• [What you are asked to do]: Exactly as given, repeat all of the entries.

• [Source data]:
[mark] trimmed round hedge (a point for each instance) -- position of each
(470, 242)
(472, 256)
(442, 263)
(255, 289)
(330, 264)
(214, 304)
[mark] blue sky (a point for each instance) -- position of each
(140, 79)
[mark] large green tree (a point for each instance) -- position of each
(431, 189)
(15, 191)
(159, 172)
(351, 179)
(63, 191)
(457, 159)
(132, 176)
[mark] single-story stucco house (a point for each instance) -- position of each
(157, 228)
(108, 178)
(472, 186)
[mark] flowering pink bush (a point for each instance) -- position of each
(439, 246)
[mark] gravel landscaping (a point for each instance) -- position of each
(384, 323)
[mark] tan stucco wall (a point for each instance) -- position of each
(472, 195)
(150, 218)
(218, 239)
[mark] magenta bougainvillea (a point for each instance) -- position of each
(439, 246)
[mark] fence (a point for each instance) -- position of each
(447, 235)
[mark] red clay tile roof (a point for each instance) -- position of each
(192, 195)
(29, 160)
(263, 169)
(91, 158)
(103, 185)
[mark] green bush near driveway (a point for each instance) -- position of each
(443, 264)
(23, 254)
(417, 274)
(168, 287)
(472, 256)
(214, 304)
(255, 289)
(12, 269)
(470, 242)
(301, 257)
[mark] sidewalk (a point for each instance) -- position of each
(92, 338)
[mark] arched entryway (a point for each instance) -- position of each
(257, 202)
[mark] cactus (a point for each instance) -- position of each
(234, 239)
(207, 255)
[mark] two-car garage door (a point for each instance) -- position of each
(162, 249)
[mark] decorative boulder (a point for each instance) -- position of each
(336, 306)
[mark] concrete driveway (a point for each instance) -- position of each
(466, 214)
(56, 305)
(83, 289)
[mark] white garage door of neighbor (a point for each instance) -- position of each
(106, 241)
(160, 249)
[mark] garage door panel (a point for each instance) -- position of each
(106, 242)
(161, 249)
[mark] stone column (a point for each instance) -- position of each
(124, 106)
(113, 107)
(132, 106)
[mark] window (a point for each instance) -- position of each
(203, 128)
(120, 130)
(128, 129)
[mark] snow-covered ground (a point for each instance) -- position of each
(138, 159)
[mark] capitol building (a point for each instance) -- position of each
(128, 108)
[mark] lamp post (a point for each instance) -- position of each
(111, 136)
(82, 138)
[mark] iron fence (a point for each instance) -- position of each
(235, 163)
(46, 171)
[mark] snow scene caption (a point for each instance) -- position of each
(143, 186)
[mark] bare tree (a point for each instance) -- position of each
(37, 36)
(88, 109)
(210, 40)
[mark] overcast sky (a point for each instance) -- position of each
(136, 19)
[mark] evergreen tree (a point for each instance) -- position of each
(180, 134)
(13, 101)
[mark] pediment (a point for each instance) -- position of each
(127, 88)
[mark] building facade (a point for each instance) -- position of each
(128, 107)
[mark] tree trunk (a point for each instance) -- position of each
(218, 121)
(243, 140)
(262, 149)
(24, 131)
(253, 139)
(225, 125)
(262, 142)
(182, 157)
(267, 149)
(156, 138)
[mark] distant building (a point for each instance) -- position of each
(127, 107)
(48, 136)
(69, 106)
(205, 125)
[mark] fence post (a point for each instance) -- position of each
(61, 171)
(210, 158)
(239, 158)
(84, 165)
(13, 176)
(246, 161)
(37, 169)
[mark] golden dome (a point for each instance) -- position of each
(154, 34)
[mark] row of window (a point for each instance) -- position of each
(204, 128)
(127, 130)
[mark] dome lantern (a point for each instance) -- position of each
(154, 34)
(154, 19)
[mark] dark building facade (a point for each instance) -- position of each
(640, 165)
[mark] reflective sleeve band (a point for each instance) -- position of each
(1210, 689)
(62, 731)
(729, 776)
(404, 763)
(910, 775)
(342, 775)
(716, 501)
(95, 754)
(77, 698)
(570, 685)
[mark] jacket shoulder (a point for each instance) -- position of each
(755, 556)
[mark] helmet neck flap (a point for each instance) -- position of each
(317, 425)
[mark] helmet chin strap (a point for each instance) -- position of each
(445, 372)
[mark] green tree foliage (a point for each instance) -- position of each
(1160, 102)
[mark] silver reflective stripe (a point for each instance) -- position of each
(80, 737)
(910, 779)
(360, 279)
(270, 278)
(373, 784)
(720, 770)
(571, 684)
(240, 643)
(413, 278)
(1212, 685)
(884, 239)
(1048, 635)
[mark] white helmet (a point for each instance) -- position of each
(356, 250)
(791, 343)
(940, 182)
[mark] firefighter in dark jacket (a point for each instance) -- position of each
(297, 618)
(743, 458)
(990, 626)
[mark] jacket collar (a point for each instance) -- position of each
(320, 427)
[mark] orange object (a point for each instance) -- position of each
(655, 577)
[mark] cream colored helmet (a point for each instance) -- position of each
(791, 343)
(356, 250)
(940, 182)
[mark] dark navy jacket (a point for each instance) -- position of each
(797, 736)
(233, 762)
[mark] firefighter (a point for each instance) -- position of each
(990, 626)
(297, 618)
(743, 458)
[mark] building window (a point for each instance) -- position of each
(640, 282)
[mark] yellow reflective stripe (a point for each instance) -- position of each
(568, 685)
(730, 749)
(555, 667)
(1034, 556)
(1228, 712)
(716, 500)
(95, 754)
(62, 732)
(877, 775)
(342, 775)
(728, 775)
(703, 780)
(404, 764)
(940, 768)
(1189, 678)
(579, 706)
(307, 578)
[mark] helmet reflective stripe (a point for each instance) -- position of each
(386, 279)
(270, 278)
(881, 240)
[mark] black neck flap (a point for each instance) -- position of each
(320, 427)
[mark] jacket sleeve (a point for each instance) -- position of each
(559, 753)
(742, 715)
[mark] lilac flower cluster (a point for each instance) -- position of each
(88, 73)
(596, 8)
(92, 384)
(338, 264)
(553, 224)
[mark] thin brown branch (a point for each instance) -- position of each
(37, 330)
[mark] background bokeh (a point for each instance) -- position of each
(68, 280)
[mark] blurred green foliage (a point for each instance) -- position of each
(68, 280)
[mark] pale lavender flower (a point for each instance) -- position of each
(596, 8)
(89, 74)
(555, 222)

• [Answer section]:
[mark] trimmed round hedge (a point for each instance) -- position of each
(470, 242)
(472, 256)
(442, 263)
(255, 289)
(330, 264)
(214, 304)
[mark] blue sky (a point for each instance) -- position of each
(140, 79)
[mark] large green tree (a point for each instance) -- position of each
(431, 189)
(15, 191)
(159, 172)
(351, 179)
(63, 191)
(457, 159)
(132, 176)
[mark] single-story stucco house (a point for each instance) -- position of each
(157, 228)
(108, 178)
(472, 186)
[mark] flowering pink bush (a point for each instance) -- position of each
(439, 246)
[mark] gravel landscaping (a point for each instance) -- position of each
(384, 323)
[mark] tan stucco wall (a point for each instance) -- position of each
(472, 195)
(150, 218)
(218, 239)
[mark] magenta bougainvillea (a point for each instance) -- position of each
(439, 246)
[mark] fence (a point for each instance) -- position of each
(447, 235)
[mark] red clay tile roof (a point for each instance) -- position of each
(192, 195)
(29, 160)
(263, 169)
(91, 158)
(103, 185)
[mark] green bush near driveway (a point for each instance) -- position of each
(443, 264)
(23, 254)
(417, 274)
(168, 287)
(472, 256)
(214, 304)
(255, 289)
(12, 269)
(470, 242)
(301, 257)
[mark] sidewalk (a point for each instance) -- position of each
(92, 338)
[mark] arched entryway (a point for each instance) -- position of each
(257, 202)
[mark] cactus (a point for each instance) -- position of each
(234, 239)
(207, 255)
[mark] two-car garage door (a point for each instance) -- position of each
(162, 249)
[mark] decorative boulder (a point for each instance) -- position of each
(336, 306)
[mark] concrete driveway (a point for each instance) -- position of each
(466, 214)
(56, 305)
(83, 289)
[mark] white garage door of neighbor (a point for each instance) -- position of each
(106, 241)
(160, 249)
[mark] garage door panel (a point for each instance) -- position of each
(106, 242)
(161, 249)
[mark] stone column (a point for each instance) -- position of each
(124, 106)
(113, 107)
(132, 106)
[mark] window (a point for each instance) -- position of each
(203, 128)
(120, 130)
(128, 129)
[mark] snow-covered ground (a point for each instance) -- position of each
(138, 159)
[mark] capitol building (a point for each instance) -- position of each
(128, 108)
[mark] lamp post (a point for each instance) -- position of each
(111, 136)
(82, 138)
[mark] iron fence (a point for each instance) -- position of each
(235, 163)
(46, 171)
[mark] snow scene caption (a point for each instance) -- position of each
(143, 186)
[mark] bare tree (a point for each instance) -- position of each
(37, 36)
(88, 109)
(210, 40)
[mark] overcast sky (a point for each instance) -- position of each
(136, 19)
[mark] evergreen tree (a point for each instance) -- position of each
(180, 134)
(13, 101)
[mark] pediment (a point for each instance) -- position of each
(127, 88)
[mark] building facade (a point for each instance) -- position of each
(128, 107)
[mark] tree trunk (a point for each instance) -- position of each
(218, 121)
(243, 140)
(262, 149)
(24, 131)
(253, 139)
(225, 125)
(262, 142)
(182, 157)
(267, 149)
(156, 138)
[mark] distant building (a point for each instance) -- position of each
(127, 107)
(48, 136)
(69, 106)
(205, 125)
[mark] fence post (a point for each instance) -- position of each
(61, 171)
(210, 158)
(239, 158)
(84, 165)
(13, 176)
(246, 161)
(37, 169)
[mark] golden dome (a point for each instance) -- position of each
(154, 34)
[mark] row of window (a point for each instance) -- position of each
(204, 128)
(127, 130)
[mark] dome lantern (a point for each instance) -- position of each
(154, 34)
(154, 19)
[mark] dark building facade (a point for each instance) -- position of each
(640, 165)
[mark] reflective sleeve band (a point for each instance) -- position of each
(1210, 689)
(62, 731)
(729, 776)
(404, 763)
(910, 775)
(342, 775)
(716, 501)
(95, 754)
(77, 698)
(570, 685)
[mark] jacket shoulder (a point for each instance) -- position of each
(755, 556)
[mark] helmet neck flap (a point for each instance) -- position of each
(317, 425)
[mark] helmet chin strap (a point for each instance) -- position of each
(445, 372)
[mark] green tree foliage (a point for each instance) -- position of each
(1160, 102)
[mark] silver reflective stripe (a point for each instance) -- position of each
(80, 737)
(910, 779)
(360, 279)
(270, 278)
(373, 784)
(720, 770)
(571, 684)
(240, 643)
(413, 278)
(1212, 685)
(884, 239)
(1048, 635)
[mark] white helmet (a point for each instance) -- position of each
(356, 250)
(791, 343)
(940, 182)
[mark] firefighter in dark jacket (a point for each instance) -- position of each
(297, 618)
(743, 458)
(990, 626)
[mark] jacket collar (a point for each instance) -- position of each
(320, 427)
[mark] orange object (a point for each instance) -- position of each
(655, 577)
[mark] cream colored helmet (a point for each instance) -- position of each
(791, 343)
(356, 250)
(940, 182)
[mark] dark navy jacket (a point for each instance) -- position of each
(797, 736)
(233, 762)
[mark] firefighter (a point for each instance) -- position of each
(990, 626)
(297, 618)
(743, 458)
[mark] building window (a point for each instance) -- position of each
(640, 282)
[mark] yellow reflective stripe (a point for each instance) -- position of each
(568, 685)
(730, 749)
(555, 667)
(1034, 556)
(1228, 712)
(716, 500)
(95, 754)
(62, 732)
(877, 775)
(342, 775)
(728, 775)
(703, 780)
(404, 764)
(940, 768)
(1189, 678)
(579, 706)
(307, 578)
[mark] helmet reflective stripe (a point for each instance) -- position of each
(386, 279)
(270, 278)
(881, 240)
[mark] black neck flap (a point for each instance) -- position of each
(320, 427)
[mark] jacket sleeve (a point for each instance) -- position of each
(559, 753)
(742, 715)
[mark] lilac flower cluster (a point for each instance) -- position of each
(88, 73)
(596, 8)
(92, 384)
(338, 264)
(553, 224)
[mark] thin brown branch (a point for each instance) -- position of each
(37, 330)
[mark] background bokeh (a point for each instance) -- position of each
(68, 280)
[mark] blurred green foliage (a point for each instance) -- position of each
(68, 280)
[mark] pale lavender flower (a point for each instance) -- position of each
(596, 8)
(89, 74)
(555, 222)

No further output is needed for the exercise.